WORK TO DO: Gather every line in the records below that contains the string "rock", and copy each one. Case counts.

___ TASK DATA

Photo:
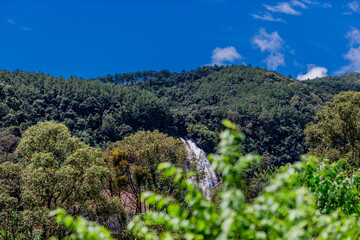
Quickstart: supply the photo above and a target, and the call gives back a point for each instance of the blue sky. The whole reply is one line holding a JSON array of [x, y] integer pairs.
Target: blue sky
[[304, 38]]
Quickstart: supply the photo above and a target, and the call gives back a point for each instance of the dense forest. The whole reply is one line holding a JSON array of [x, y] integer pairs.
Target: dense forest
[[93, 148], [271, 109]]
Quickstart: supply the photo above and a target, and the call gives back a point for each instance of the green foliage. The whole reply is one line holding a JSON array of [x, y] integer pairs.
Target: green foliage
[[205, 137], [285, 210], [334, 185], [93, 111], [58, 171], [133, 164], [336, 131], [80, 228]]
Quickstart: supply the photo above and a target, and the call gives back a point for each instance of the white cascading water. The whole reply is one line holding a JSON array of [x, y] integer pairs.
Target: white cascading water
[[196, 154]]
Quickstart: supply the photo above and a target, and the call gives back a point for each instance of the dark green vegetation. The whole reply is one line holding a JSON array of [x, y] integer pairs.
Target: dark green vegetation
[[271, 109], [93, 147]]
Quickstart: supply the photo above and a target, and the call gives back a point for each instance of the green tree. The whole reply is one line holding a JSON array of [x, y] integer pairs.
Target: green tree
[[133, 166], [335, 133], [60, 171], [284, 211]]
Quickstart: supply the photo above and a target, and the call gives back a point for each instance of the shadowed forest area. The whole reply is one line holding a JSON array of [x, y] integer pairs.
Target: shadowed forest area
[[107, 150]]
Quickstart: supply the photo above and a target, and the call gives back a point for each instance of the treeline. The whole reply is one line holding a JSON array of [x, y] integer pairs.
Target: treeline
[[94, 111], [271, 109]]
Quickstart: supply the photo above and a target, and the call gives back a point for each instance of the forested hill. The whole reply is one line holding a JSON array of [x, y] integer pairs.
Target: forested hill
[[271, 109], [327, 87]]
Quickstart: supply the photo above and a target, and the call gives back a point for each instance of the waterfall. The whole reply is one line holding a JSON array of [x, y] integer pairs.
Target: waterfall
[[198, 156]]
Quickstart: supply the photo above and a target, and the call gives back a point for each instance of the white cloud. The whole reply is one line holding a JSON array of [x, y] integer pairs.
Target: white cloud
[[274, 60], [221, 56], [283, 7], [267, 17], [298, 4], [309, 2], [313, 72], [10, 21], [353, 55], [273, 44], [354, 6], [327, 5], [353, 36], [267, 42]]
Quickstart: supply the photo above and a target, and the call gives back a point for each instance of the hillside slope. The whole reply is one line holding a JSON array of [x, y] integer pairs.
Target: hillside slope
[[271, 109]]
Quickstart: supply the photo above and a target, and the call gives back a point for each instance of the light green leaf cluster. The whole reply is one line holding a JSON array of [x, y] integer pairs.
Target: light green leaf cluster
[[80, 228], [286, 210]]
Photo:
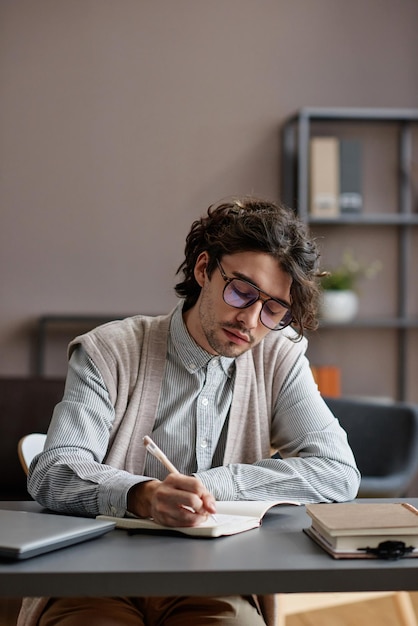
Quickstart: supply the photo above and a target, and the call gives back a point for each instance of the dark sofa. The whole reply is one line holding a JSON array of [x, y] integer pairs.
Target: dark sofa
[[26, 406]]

______
___ TASK DATA

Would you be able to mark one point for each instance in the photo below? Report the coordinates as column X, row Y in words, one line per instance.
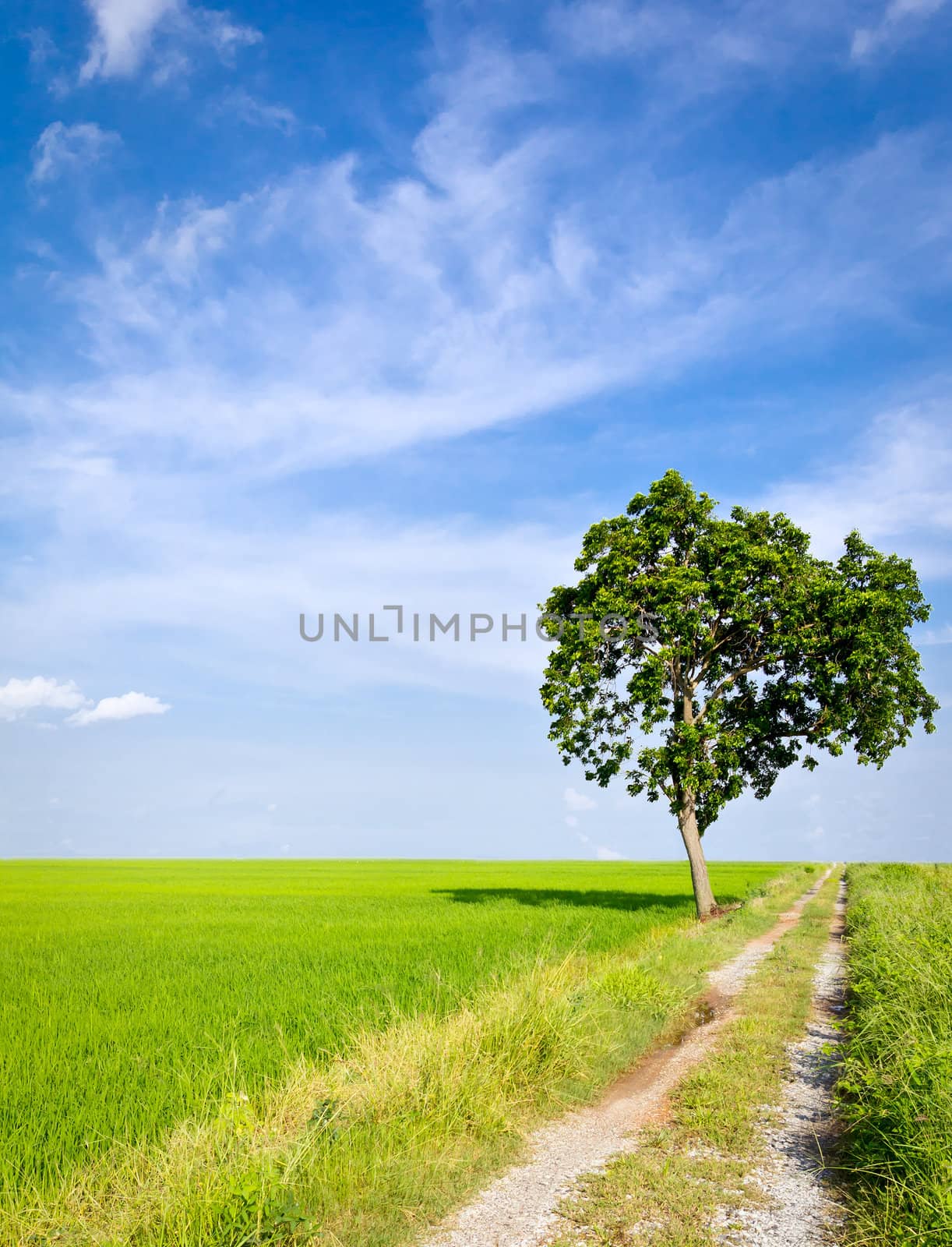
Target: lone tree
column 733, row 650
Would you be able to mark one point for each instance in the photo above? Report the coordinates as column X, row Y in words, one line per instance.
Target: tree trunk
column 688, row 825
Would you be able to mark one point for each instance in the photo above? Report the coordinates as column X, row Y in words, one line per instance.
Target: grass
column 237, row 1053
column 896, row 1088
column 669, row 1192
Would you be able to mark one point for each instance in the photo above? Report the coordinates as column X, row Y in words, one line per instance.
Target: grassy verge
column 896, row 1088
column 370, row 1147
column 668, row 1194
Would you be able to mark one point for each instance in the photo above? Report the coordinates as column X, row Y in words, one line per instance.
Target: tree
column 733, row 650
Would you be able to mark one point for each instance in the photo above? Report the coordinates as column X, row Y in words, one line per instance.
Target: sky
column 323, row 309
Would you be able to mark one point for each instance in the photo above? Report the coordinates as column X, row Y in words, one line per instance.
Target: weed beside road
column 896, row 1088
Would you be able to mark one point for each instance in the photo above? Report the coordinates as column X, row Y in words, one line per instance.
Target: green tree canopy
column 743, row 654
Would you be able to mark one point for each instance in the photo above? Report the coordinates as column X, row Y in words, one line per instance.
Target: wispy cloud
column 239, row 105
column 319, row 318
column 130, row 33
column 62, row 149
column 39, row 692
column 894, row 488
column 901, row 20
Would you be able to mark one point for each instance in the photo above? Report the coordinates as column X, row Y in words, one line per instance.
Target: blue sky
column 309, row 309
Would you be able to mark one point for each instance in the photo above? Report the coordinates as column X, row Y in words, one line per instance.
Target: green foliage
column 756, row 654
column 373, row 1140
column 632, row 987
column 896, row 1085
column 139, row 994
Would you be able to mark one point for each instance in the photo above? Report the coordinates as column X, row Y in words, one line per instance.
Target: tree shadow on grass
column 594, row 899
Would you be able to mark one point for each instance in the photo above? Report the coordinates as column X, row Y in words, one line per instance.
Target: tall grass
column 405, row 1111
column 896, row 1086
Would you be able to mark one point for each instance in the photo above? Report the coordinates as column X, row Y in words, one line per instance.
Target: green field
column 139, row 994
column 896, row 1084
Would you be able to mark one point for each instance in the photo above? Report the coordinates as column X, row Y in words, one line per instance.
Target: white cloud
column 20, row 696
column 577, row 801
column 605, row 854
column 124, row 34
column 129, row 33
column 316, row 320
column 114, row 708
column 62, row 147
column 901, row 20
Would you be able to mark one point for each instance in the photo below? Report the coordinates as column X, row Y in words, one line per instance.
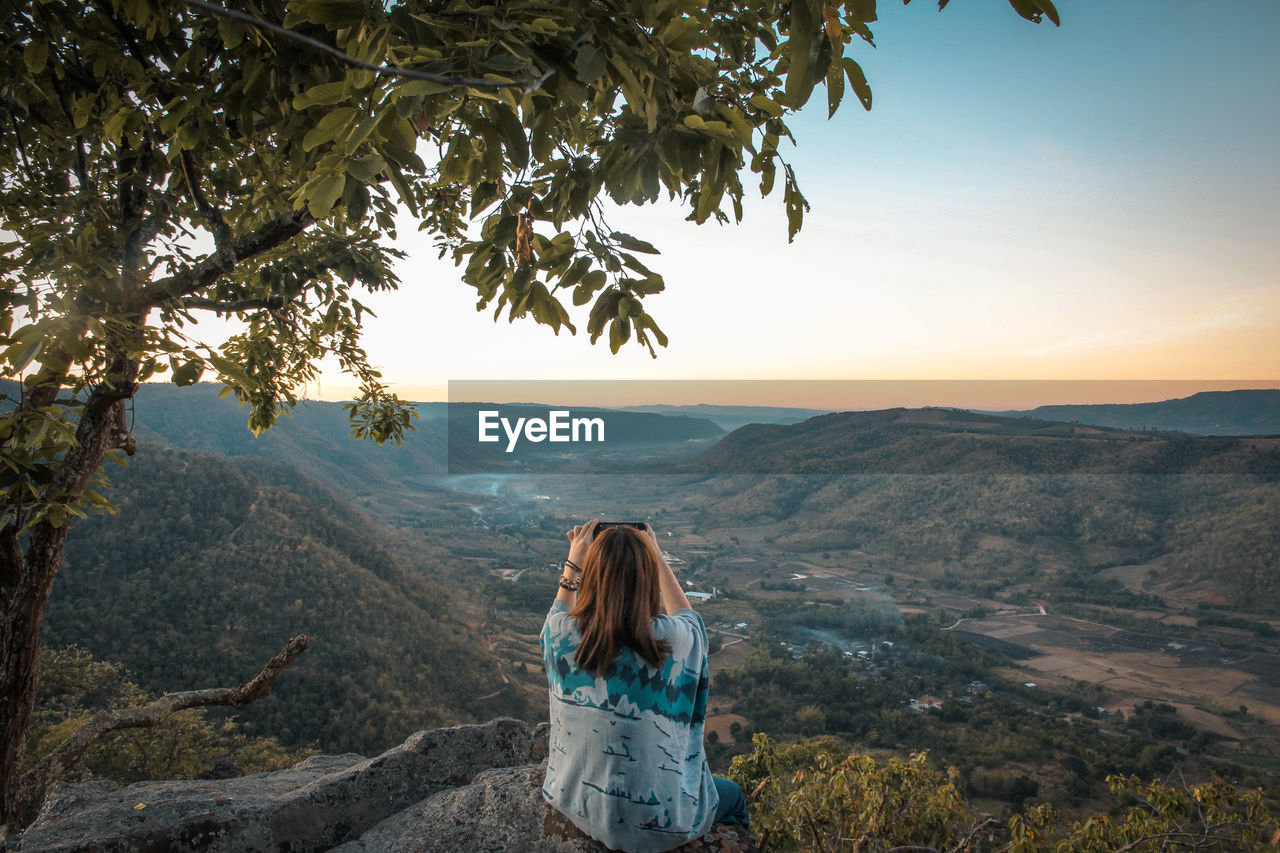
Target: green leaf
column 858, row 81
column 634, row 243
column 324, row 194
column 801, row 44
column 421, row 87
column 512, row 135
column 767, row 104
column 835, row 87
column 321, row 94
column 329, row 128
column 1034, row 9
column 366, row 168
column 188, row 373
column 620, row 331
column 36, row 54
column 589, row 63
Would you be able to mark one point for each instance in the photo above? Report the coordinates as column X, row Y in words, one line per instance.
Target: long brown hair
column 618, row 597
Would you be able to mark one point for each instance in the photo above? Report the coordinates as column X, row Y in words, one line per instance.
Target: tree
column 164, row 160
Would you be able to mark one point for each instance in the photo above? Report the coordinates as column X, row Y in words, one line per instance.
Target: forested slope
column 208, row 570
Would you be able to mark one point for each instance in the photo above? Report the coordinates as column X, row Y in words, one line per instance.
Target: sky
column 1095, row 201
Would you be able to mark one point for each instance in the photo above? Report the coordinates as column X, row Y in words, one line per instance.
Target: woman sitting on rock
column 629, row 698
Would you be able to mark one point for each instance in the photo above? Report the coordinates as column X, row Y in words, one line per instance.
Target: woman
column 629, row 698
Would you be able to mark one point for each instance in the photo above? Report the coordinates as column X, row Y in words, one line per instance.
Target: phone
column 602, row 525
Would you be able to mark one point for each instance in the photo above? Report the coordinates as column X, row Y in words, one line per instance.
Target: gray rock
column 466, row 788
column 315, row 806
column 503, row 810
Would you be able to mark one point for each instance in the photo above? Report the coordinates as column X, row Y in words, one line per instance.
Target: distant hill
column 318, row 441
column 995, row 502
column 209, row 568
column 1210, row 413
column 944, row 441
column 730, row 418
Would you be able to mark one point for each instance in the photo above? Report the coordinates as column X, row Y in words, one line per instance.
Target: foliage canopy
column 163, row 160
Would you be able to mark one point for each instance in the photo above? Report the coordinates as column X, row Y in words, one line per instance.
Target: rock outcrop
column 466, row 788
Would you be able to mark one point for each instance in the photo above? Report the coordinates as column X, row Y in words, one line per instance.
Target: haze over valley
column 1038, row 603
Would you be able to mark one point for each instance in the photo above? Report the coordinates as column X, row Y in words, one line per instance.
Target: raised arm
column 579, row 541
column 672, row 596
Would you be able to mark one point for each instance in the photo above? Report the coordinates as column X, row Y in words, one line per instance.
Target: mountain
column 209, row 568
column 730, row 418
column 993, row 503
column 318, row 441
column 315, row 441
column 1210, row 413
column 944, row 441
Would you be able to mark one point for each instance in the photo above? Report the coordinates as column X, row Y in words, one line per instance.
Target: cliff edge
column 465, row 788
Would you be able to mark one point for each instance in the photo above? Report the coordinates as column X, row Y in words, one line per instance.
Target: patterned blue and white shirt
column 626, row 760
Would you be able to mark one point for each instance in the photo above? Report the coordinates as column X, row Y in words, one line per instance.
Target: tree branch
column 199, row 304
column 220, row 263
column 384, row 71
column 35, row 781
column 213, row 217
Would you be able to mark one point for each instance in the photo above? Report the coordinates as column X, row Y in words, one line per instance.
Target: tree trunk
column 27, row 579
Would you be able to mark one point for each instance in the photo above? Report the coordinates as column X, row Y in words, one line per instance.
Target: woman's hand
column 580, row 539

______
___ TASK DATA

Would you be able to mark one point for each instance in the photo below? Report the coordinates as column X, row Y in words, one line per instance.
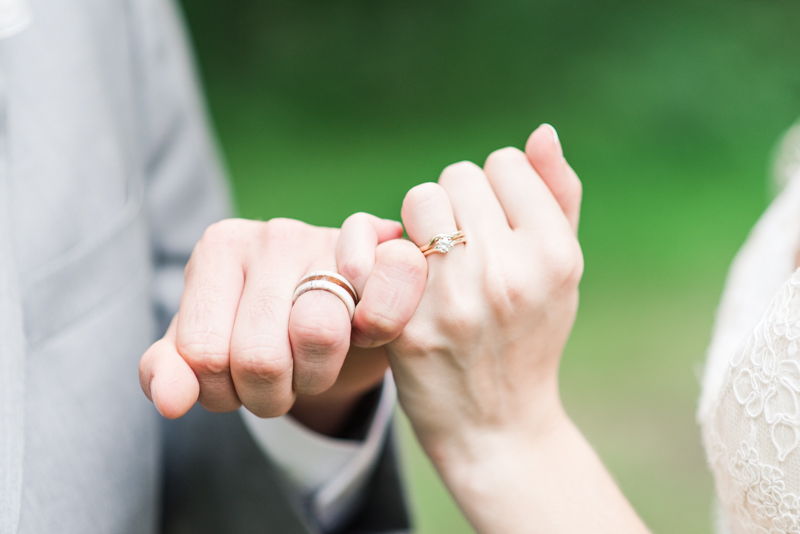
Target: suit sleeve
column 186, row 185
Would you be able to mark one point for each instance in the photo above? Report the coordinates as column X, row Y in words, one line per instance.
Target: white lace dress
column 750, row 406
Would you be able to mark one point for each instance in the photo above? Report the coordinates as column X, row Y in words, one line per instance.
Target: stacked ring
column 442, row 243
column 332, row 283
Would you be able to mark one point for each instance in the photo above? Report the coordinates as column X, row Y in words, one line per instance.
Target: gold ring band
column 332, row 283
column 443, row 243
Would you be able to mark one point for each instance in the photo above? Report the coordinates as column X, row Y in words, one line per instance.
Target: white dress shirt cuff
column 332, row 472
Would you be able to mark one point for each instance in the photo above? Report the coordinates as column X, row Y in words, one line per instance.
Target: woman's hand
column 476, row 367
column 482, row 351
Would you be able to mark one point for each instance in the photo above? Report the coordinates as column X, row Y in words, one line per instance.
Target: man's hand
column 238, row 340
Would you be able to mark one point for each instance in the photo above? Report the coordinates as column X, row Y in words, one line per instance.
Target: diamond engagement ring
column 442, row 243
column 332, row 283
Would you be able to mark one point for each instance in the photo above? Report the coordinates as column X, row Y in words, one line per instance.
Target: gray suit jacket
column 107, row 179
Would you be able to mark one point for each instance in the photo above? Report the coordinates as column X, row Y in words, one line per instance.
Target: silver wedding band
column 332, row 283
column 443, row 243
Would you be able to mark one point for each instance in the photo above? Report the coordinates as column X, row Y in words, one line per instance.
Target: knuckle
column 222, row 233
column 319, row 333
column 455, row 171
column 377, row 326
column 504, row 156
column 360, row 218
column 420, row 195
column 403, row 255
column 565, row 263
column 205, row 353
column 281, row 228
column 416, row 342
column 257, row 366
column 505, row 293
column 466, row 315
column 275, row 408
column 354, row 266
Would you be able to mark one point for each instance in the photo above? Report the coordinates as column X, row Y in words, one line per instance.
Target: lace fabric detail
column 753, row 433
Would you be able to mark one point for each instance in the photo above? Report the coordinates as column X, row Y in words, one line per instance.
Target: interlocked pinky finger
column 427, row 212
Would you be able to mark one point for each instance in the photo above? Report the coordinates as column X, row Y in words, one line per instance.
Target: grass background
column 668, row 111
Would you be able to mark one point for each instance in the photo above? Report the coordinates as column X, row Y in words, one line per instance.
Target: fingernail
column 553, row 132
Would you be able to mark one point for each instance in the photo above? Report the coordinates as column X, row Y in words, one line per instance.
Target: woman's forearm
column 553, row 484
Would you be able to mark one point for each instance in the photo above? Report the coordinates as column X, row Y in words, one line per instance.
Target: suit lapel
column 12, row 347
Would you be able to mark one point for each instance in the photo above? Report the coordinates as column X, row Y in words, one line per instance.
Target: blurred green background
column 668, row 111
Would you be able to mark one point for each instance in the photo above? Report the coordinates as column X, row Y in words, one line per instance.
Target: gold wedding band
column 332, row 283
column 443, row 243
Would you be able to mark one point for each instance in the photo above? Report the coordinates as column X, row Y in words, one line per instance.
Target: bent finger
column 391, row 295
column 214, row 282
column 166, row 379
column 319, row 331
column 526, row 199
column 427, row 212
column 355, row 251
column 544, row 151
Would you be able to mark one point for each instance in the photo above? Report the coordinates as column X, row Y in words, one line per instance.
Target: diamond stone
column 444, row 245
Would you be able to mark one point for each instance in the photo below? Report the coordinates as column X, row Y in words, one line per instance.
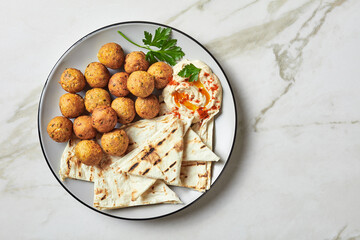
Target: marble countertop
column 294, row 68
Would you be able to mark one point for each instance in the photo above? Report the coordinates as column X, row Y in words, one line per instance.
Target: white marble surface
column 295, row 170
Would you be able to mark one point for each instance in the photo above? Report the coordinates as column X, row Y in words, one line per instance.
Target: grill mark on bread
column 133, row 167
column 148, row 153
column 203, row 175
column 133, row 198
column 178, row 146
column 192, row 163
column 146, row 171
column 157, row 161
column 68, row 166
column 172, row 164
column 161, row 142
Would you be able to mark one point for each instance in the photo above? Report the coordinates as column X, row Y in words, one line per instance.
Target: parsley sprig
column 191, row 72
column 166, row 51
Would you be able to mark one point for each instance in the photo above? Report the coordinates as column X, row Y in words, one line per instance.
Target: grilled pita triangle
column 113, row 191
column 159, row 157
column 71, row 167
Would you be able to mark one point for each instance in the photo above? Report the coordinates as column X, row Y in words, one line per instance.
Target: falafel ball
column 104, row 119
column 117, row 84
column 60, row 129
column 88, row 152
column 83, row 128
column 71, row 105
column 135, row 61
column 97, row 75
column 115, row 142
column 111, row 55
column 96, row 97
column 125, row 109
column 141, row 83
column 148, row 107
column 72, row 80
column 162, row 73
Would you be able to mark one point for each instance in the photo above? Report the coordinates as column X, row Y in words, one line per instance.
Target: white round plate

______

REPLY TO THE EXERCISE:
Target: woman sitting on rock
Target: gray rock
Target: rock outcrop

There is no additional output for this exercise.